Excerpt to read:
_ _ _
Once we reload, we can modify the expression for Order # to the following:

Sum(OrderCounter)

We close down the document, reopen it, and run through the bookmarks again. This is an example result:

And yes, we do see that there is an improvement in calculation time—it appears to be a factor of about twice as fast.

The amount of additional memory needed for this field is actually minimal. In the way we have loaded it previously, the OrderCounter field will add only a small amount in the symbol table and will only increase the size of the data table by a very small amount—it may, in fact, appear not to increase it at all! The only increase is in the core system tables, and this is minor.

Note

Recalling that data tables are bit-stuffed but stored as bytes, adding a one-bit value like this to the data table may not actually increase the number of bytes needed to store the value. At worst, only one additional byte will be needed.

In fact, we can reduce this minor change even further by making the following change:

     ...
     Floor(1) As OrderCounter,
     ...
_ _ _
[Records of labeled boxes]

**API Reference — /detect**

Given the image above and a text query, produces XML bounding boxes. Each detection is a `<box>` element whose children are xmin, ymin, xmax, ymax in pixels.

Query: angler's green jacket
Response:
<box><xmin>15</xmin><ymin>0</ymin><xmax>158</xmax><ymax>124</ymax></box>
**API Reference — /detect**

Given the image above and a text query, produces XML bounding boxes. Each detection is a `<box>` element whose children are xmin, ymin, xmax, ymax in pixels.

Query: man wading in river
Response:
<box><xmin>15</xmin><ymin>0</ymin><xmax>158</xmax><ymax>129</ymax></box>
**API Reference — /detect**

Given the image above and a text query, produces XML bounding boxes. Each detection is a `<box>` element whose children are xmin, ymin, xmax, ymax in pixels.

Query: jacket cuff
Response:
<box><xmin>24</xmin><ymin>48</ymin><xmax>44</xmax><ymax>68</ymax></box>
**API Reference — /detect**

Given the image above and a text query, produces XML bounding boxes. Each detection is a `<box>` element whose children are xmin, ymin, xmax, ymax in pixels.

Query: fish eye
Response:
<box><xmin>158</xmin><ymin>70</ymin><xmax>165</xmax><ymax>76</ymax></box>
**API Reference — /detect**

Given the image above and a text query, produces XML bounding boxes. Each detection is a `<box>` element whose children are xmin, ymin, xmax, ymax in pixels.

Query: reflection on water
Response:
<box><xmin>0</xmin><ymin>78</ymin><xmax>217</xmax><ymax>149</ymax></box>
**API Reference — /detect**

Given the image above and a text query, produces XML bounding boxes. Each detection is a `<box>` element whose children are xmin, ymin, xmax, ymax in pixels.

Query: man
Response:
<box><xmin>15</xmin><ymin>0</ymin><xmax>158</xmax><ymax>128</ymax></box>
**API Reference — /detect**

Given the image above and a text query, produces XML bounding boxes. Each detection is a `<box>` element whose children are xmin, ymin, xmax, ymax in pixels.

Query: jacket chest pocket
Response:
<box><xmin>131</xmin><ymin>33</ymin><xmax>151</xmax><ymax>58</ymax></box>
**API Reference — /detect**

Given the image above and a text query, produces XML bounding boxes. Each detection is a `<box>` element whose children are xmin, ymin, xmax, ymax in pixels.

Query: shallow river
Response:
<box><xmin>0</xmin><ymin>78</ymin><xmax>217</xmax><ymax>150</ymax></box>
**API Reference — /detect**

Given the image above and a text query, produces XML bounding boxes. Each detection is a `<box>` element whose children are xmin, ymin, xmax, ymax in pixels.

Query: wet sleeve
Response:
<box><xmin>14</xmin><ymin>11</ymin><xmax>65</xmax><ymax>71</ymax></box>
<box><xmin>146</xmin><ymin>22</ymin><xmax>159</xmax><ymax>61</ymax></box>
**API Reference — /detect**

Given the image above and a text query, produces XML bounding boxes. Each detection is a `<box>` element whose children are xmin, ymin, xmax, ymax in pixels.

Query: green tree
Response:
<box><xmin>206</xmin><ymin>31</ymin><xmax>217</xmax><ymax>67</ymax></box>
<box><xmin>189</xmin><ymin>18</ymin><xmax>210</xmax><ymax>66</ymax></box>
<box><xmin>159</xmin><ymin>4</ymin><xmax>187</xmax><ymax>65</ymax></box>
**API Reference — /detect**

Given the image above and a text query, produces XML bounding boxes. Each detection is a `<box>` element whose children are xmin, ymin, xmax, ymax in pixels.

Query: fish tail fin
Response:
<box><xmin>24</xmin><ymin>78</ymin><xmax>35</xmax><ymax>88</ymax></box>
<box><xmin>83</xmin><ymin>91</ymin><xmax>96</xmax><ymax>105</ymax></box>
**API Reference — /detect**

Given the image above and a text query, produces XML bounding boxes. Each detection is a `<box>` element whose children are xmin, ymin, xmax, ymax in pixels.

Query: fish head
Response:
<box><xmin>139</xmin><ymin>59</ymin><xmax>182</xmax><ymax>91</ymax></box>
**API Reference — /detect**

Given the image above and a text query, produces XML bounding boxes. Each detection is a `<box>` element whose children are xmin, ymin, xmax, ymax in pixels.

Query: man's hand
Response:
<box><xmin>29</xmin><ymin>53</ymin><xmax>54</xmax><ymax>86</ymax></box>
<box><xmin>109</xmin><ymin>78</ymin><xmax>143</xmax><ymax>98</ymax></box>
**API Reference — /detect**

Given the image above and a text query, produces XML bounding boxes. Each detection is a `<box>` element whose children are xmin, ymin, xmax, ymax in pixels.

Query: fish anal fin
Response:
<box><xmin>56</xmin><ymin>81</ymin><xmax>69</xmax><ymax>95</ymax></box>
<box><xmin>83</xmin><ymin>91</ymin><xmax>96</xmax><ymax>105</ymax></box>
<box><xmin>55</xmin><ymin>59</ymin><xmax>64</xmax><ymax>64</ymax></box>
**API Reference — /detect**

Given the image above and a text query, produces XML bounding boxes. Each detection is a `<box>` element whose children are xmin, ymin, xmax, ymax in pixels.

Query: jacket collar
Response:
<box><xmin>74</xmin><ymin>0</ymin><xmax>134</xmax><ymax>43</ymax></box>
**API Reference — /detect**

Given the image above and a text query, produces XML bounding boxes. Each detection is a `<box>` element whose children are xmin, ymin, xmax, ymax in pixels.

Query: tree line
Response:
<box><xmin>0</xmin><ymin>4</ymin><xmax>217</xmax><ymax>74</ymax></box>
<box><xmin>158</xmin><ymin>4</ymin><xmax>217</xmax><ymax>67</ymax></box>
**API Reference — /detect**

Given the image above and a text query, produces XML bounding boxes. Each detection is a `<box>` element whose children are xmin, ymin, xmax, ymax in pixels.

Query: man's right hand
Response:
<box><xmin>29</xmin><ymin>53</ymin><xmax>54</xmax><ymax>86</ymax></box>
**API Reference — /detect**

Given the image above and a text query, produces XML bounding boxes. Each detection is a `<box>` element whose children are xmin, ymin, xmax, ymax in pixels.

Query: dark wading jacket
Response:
_ _ _
Challenge: Write out the passage about the OrderCounter field again, starting at "The amount of" and ending at "this is minor.", and swap "minimal" for "negligible". Rely only on the passage about the OrderCounter field.

Finished exercise:
The amount of additional memory needed for this field is actually negligible. In the way we have loaded it previously, the OrderCounter field will add only a small amount in the symbol table and will only increase the size of the data table by a very small amount—it may, in fact, appear not to increase it at all! The only increase is in the core system tables, and this is minor.